▽
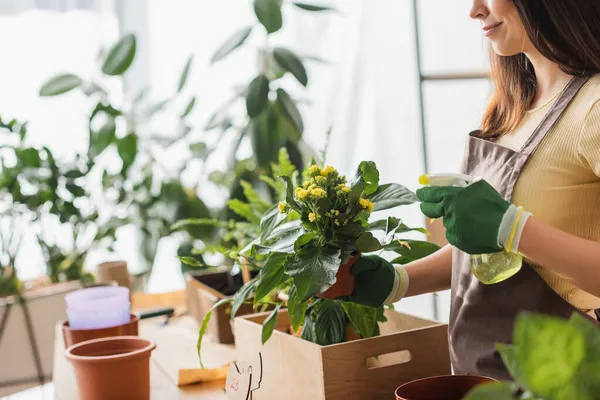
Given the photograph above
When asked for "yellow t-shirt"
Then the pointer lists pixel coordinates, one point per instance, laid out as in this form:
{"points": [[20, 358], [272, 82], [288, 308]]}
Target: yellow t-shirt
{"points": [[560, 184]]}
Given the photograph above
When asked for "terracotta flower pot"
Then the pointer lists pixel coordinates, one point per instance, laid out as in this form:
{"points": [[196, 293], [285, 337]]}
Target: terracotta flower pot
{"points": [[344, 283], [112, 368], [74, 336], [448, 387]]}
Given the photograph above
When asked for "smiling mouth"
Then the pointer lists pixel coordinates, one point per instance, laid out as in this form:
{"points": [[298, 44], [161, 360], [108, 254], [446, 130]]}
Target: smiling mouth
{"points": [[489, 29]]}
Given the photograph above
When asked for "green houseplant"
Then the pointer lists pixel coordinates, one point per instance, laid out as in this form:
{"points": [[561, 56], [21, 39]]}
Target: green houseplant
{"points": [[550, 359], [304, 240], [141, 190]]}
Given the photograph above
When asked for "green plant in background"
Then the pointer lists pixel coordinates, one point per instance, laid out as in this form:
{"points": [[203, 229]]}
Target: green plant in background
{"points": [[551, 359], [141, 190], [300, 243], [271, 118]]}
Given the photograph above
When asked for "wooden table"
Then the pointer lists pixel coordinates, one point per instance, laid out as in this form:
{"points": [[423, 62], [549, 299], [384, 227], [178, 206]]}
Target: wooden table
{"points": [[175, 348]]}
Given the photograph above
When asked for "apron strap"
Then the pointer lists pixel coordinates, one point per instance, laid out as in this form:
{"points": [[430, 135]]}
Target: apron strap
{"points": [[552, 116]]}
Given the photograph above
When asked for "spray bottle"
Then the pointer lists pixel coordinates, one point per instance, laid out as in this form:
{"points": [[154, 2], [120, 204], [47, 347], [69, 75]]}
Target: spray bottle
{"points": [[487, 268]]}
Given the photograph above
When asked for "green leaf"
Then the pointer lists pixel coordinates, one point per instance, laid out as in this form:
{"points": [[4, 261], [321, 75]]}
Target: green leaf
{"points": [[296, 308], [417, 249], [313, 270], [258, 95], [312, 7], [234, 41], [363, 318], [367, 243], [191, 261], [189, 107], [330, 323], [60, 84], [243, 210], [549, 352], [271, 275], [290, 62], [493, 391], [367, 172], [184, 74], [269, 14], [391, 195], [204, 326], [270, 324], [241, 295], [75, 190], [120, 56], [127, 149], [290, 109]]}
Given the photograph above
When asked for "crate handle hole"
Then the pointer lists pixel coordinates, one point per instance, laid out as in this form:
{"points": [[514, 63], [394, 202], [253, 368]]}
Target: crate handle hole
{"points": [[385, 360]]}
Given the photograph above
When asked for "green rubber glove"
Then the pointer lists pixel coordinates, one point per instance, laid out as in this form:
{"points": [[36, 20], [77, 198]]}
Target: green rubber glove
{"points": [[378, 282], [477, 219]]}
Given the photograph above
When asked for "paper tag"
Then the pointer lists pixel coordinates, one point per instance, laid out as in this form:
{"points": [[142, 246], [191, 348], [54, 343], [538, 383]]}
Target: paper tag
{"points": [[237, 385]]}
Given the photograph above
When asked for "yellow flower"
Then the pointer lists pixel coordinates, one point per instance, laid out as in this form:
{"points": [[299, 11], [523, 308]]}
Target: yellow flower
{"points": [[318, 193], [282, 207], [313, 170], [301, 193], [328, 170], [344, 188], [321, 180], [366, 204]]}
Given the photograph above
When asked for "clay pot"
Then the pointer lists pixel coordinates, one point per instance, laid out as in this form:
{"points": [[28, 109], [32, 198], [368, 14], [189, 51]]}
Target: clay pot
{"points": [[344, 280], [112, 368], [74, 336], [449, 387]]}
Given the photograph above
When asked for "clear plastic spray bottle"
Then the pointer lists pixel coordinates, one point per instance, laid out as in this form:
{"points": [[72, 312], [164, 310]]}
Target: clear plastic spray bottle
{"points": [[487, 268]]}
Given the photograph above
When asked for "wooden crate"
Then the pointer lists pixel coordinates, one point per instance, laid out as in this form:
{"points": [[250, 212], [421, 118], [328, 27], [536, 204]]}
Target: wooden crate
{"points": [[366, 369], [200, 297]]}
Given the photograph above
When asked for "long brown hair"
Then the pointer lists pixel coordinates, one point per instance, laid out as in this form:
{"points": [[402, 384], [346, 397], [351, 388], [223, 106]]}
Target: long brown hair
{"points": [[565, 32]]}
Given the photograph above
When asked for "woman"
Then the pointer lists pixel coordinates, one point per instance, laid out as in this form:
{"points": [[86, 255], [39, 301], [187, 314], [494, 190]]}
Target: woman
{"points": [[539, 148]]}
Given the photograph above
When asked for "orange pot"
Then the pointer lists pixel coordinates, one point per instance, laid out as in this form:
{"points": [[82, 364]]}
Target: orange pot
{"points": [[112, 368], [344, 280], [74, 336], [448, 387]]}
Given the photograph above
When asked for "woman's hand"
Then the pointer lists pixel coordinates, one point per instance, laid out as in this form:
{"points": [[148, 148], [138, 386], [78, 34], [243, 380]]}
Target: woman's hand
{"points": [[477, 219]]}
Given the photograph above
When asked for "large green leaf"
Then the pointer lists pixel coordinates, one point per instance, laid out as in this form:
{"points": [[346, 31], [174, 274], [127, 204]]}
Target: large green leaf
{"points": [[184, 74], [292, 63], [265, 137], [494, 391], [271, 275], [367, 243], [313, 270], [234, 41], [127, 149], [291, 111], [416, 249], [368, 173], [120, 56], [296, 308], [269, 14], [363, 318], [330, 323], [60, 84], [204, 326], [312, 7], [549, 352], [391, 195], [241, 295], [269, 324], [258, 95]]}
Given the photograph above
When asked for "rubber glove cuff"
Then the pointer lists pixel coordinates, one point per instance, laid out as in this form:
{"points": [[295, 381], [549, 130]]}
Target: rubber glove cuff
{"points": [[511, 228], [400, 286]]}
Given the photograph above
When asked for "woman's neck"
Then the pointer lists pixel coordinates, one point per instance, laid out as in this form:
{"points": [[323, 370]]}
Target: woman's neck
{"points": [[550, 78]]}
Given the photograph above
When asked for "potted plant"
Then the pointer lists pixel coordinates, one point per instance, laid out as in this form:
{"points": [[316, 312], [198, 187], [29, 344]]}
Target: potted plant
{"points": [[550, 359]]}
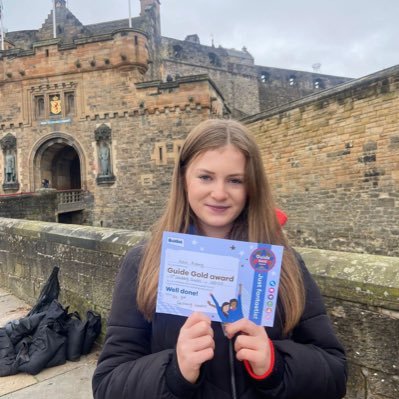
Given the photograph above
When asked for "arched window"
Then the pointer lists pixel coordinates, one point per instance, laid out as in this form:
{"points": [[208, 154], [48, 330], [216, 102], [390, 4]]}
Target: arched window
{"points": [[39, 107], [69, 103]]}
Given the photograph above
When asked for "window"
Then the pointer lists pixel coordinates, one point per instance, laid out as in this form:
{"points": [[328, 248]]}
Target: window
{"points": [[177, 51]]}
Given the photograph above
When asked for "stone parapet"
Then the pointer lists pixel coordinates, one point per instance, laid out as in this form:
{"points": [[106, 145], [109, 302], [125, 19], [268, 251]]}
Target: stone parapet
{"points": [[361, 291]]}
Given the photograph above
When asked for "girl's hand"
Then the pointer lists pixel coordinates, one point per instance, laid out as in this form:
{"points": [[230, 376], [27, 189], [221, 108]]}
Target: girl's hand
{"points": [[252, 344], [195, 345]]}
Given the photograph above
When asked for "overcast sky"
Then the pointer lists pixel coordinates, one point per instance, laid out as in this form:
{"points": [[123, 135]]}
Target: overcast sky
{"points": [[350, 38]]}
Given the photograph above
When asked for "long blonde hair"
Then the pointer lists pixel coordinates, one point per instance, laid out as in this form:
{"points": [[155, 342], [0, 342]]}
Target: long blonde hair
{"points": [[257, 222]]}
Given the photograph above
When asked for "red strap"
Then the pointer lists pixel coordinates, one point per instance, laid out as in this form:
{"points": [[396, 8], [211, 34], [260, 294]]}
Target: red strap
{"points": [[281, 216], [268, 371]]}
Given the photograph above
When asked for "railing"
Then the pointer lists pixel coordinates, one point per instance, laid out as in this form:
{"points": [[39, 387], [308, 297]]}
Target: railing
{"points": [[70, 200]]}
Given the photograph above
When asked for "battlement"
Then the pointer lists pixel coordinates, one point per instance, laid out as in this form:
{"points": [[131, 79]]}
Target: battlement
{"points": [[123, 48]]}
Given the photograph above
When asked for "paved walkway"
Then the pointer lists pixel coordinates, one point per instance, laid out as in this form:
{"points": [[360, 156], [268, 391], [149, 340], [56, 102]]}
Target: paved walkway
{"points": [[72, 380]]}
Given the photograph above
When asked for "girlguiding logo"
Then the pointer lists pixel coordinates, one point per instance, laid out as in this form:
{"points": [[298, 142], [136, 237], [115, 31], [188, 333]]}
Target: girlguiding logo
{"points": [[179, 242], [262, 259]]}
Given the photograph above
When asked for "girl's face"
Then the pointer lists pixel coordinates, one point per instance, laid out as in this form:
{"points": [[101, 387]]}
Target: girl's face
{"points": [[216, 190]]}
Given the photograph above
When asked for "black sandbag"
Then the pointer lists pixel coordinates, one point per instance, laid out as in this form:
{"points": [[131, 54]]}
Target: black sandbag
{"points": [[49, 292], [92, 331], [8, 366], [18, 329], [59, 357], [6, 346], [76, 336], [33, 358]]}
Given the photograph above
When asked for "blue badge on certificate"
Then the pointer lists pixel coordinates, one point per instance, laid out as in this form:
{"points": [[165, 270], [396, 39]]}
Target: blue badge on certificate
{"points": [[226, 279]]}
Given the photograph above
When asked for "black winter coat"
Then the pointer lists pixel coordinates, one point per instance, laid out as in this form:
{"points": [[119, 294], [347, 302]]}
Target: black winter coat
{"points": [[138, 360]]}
△
Your objective:
How many lines in the rows above contain the word "large"? Reply with the number alone.

Solution to the problem:
2